**Problem requirements**
Report how many lines of these entries hold the string "trunk"; reply with the number alone.

**Dataset excerpts**
<<<<

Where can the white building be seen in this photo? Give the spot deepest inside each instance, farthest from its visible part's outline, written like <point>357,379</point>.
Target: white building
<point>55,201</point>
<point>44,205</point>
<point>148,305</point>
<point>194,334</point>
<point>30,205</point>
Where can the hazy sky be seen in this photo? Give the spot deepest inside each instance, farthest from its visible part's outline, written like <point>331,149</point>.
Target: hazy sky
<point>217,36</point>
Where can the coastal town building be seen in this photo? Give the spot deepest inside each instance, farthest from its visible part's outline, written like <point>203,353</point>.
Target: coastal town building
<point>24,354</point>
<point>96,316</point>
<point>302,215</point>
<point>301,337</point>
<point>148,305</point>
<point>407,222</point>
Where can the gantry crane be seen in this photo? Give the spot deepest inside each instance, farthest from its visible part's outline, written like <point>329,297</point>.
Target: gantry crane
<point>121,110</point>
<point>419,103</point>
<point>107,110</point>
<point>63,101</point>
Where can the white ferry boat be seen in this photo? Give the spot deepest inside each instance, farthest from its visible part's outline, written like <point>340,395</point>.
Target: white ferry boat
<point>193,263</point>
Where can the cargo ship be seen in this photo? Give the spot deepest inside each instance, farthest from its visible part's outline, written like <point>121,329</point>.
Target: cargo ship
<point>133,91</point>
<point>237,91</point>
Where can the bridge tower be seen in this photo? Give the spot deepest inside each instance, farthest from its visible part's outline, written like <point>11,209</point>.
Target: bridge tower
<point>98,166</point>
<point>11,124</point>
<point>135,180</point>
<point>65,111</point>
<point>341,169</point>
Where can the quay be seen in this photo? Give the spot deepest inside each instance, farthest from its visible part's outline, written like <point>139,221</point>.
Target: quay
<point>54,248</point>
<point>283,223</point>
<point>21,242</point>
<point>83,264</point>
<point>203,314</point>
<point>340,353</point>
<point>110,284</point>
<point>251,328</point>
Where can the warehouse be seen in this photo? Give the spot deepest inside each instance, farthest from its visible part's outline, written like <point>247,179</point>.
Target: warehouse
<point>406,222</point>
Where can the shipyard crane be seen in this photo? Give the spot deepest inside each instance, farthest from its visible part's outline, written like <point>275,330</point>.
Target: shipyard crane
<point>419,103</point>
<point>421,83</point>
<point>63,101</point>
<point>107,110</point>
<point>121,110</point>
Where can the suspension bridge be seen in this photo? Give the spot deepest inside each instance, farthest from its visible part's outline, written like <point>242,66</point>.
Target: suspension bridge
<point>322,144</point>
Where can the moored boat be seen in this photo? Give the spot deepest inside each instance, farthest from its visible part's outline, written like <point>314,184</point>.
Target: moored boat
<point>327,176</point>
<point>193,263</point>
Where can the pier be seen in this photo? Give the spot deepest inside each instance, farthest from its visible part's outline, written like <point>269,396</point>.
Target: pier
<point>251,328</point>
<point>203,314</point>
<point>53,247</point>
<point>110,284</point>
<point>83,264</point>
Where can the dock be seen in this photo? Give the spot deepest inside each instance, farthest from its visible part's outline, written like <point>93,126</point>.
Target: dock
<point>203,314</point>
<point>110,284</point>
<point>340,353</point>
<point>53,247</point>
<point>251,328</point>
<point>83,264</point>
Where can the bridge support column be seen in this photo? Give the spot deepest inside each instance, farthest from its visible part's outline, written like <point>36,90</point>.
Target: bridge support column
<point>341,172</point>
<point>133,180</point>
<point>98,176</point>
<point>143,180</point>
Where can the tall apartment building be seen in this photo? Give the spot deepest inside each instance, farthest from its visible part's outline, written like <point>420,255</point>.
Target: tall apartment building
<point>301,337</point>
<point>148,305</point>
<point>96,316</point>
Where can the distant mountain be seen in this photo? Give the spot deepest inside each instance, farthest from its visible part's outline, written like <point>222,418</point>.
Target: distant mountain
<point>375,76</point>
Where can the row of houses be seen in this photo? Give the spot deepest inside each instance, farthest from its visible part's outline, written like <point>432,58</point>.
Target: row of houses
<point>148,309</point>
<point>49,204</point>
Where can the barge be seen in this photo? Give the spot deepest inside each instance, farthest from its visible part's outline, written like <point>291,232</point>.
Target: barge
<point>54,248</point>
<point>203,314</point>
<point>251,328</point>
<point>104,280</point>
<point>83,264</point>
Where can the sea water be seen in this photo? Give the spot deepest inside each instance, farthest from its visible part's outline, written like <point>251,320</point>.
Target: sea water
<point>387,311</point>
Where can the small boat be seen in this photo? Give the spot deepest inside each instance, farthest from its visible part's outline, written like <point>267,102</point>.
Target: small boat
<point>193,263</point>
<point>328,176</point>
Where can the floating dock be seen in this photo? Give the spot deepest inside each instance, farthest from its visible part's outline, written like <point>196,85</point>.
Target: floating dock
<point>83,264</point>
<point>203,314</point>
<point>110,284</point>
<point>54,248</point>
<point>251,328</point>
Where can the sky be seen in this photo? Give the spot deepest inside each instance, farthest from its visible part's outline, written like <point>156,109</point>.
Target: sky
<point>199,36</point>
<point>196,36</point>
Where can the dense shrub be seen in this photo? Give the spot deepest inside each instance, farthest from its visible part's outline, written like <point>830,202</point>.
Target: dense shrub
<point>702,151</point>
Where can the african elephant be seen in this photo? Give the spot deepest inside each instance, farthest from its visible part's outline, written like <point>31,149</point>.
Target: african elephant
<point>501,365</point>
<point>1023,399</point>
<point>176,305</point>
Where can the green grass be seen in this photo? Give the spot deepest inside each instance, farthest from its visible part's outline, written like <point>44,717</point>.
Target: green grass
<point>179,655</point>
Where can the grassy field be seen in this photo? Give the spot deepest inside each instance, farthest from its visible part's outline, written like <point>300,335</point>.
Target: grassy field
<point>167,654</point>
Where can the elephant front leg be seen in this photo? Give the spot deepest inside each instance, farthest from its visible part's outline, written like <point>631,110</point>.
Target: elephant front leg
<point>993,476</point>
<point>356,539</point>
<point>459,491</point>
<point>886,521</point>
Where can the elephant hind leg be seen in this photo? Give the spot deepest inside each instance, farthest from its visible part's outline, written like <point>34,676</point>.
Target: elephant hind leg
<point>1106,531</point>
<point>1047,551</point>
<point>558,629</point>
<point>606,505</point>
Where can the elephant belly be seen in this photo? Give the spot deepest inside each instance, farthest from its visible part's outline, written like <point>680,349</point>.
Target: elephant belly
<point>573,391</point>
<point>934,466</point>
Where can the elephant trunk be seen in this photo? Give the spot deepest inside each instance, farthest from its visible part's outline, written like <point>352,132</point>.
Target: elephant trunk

>>>>

**Response below**
2